- _LISTED ENTRIES_
START
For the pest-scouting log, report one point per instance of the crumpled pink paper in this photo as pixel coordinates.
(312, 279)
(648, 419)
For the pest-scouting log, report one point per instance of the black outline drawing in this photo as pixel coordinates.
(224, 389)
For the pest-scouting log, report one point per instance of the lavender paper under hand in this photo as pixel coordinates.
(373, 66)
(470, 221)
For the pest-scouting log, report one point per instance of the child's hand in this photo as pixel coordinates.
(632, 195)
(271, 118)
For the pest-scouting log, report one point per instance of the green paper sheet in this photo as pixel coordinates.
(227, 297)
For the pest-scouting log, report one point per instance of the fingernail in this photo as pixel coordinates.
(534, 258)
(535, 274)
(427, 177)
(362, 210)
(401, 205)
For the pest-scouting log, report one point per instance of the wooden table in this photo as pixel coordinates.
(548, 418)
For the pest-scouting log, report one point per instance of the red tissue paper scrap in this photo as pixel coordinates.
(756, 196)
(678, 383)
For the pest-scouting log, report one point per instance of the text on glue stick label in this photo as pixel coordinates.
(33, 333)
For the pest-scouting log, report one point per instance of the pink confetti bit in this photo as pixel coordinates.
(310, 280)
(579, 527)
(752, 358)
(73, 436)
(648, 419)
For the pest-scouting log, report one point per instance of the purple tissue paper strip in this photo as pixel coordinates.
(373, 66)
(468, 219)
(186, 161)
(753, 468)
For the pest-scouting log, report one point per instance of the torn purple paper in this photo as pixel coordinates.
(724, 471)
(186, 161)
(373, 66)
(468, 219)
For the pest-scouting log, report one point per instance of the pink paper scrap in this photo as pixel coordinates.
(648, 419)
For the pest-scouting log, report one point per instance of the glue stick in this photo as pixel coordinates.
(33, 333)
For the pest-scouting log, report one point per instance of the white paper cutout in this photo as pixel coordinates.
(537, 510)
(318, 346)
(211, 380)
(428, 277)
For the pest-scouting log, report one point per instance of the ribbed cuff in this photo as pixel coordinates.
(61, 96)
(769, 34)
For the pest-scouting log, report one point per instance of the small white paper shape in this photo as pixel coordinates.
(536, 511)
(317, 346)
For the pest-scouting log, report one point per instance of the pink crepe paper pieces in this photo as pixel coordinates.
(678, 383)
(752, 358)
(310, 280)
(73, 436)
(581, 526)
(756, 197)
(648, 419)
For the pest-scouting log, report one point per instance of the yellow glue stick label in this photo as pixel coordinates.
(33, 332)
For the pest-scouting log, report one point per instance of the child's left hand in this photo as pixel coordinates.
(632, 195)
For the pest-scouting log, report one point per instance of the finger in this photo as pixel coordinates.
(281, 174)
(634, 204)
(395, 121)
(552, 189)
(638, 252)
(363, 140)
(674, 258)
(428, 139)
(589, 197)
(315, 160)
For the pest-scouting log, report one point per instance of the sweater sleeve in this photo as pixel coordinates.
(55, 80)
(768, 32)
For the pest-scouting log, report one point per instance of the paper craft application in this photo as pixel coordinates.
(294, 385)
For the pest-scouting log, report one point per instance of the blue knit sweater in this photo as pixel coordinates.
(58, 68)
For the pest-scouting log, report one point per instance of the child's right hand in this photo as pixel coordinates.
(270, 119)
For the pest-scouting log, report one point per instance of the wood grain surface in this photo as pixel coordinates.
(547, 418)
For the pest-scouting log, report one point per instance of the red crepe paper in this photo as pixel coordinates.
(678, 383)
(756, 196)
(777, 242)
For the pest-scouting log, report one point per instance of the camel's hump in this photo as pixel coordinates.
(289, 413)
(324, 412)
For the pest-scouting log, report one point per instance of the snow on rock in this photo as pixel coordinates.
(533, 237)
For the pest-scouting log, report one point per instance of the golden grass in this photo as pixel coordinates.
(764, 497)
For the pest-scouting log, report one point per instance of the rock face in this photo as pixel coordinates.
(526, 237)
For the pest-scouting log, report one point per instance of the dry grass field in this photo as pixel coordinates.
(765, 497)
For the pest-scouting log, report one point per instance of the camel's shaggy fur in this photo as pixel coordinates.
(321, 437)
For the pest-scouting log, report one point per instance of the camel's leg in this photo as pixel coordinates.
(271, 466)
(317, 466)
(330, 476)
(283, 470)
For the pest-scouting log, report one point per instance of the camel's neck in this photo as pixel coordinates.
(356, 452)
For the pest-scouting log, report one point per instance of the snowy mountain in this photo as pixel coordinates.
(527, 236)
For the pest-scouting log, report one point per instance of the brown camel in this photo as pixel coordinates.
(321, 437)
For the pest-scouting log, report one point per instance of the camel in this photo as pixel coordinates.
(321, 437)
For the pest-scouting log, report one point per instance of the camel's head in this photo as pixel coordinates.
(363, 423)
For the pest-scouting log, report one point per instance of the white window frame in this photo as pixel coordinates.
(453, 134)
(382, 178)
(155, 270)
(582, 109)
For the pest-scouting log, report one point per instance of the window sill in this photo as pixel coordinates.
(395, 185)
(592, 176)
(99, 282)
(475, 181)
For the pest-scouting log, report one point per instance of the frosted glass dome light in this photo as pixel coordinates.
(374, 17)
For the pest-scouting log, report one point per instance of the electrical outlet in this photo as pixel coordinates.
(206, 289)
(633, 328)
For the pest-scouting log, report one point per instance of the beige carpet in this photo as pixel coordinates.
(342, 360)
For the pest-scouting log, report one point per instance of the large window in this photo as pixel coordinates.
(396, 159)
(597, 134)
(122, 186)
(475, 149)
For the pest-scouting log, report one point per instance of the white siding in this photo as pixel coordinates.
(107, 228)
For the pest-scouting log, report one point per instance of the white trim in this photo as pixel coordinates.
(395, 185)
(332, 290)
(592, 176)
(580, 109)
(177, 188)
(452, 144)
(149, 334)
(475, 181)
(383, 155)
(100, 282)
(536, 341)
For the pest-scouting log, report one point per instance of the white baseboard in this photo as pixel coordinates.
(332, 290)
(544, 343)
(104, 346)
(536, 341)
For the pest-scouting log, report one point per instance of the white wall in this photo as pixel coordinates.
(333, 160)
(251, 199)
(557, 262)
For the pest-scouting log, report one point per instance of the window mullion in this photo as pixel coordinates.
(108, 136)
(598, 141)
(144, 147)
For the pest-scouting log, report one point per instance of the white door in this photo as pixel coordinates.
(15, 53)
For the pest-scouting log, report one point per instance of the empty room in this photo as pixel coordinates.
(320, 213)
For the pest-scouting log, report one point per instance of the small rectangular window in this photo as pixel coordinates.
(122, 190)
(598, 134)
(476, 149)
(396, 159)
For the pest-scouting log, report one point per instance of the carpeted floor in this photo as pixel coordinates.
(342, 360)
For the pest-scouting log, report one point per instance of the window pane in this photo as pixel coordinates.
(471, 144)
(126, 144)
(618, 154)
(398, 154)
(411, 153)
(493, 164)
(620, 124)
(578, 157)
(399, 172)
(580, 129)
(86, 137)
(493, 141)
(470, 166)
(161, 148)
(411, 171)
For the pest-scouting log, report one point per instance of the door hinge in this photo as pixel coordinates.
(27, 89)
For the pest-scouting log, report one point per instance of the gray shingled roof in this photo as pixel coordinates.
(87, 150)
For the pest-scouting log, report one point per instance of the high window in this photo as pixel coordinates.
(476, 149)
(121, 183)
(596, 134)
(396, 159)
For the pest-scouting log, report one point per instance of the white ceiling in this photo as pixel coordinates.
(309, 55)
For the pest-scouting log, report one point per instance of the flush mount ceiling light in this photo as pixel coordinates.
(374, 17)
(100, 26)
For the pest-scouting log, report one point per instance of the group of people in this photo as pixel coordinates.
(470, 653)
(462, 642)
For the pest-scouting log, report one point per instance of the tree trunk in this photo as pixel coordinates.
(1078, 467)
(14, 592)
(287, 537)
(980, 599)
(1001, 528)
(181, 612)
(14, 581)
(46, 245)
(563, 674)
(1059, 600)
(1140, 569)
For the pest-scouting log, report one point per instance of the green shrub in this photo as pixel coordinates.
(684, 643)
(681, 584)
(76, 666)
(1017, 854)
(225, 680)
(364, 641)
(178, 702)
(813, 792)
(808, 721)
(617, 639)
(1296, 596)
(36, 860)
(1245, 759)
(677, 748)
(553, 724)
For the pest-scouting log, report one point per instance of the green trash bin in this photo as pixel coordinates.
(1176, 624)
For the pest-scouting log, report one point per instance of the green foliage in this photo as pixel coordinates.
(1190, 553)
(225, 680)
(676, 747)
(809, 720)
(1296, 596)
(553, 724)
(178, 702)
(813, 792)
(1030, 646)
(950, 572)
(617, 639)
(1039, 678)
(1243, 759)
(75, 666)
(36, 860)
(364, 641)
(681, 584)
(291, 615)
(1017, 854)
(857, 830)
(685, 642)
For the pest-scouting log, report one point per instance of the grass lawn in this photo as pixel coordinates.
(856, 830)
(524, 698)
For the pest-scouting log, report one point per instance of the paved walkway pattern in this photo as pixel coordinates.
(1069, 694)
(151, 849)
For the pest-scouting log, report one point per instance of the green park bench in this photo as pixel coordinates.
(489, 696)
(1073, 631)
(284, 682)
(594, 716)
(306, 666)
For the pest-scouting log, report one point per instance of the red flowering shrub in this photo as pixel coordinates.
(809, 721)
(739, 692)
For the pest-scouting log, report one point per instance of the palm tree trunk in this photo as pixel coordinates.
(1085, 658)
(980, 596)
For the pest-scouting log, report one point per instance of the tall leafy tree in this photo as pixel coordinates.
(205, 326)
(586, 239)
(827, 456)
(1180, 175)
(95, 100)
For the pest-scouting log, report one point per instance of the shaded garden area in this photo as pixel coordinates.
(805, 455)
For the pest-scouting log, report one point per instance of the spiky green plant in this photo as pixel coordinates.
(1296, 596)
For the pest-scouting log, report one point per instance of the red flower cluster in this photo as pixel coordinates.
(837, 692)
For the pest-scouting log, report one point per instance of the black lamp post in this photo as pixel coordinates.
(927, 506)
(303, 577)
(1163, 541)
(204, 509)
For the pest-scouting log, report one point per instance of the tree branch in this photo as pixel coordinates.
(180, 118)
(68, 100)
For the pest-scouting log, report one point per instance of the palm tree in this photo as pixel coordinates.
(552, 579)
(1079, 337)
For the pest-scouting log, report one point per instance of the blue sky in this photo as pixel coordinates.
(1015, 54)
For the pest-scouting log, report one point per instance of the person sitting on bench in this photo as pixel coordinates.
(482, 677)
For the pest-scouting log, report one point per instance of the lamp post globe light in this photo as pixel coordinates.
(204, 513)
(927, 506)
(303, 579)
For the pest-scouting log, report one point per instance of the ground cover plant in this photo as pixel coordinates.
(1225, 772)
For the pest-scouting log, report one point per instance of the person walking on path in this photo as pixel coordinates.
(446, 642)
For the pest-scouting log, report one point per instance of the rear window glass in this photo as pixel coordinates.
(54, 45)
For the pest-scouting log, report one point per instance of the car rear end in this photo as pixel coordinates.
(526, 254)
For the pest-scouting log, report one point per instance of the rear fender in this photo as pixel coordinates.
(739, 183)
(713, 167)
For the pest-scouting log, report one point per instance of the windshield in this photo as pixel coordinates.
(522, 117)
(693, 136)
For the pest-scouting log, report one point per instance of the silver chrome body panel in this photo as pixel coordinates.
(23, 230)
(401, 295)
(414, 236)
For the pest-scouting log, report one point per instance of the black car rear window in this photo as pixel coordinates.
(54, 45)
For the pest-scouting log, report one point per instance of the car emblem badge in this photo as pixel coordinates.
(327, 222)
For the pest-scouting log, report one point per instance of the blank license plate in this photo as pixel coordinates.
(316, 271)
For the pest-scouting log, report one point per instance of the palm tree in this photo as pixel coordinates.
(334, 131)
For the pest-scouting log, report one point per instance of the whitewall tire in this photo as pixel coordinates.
END
- _WHAT THE TASK REQUIRES_
In the part that opens with the line containing "the tree trunk" and closes with the line containing "(1140, 569)", swap "photo" for "image" and write out those lines again, leaving everything else as it is.

- _EXERCISE OUTPUT_
For the pest-scouting log, report one point per instance of the tree trunk in this image as pixel coordinates.
(1078, 467)
(14, 592)
(287, 537)
(980, 599)
(1001, 528)
(181, 612)
(14, 581)
(46, 245)
(563, 674)
(1059, 600)
(1140, 569)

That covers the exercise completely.